• [WHAT IS BEING ASKED] Write out all of the material below, requests included, but leave out the pictures. In the answers, raise every number (the viewBox values and the path coordinates) by 146.

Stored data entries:
* * * * * * *

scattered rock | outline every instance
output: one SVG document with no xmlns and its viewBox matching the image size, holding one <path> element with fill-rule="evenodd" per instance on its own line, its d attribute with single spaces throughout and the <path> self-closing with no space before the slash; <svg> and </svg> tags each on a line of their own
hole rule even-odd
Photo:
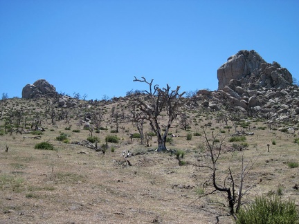
<svg viewBox="0 0 299 224">
<path fill-rule="evenodd" d="M 43 96 L 54 97 L 57 95 L 56 88 L 45 80 L 39 80 L 33 84 L 26 85 L 22 90 L 22 98 L 33 99 Z"/>
</svg>

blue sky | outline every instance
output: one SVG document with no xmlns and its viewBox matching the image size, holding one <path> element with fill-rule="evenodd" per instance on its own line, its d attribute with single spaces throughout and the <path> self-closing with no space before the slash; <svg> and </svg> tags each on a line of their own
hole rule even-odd
<svg viewBox="0 0 299 224">
<path fill-rule="evenodd" d="M 181 91 L 255 50 L 299 80 L 299 1 L 0 0 L 0 94 L 45 79 L 59 93 L 125 96 L 134 77 Z"/>
</svg>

* * * * * * *

• [FINAL RESULT]
scattered rock | outline every instance
output: one SVG document with no xmlns and its viewBox matching the image size, holding one <path> element with fill-rule="evenodd" per instance on its own line, its d attribute with single spaces throughout and the <path> self-closing with no space before the slash; <svg> and </svg> tags each on a line of their own
hole rule even-odd
Photo:
<svg viewBox="146 146 445 370">
<path fill-rule="evenodd" d="M 189 242 L 200 243 L 203 241 L 202 234 L 191 226 L 185 226 L 179 230 L 172 231 L 168 236 L 168 244 L 179 245 Z"/>
</svg>

blue sky | outline every instance
output: one SVG document with no xmlns and its viewBox matching the image size, holding one <path> element with fill-rule="evenodd" per instance on its own line, its d attribute with single spaces throughout and the <path> self-closing with no space before the slash; <svg> and </svg> tags each on a line of their own
hole rule even-odd
<svg viewBox="146 146 445 370">
<path fill-rule="evenodd" d="M 327 237 L 401 196 L 445 226 L 445 147 L 146 146 L 146 240 L 191 225 L 205 239 L 271 242 L 280 223 Z"/>
</svg>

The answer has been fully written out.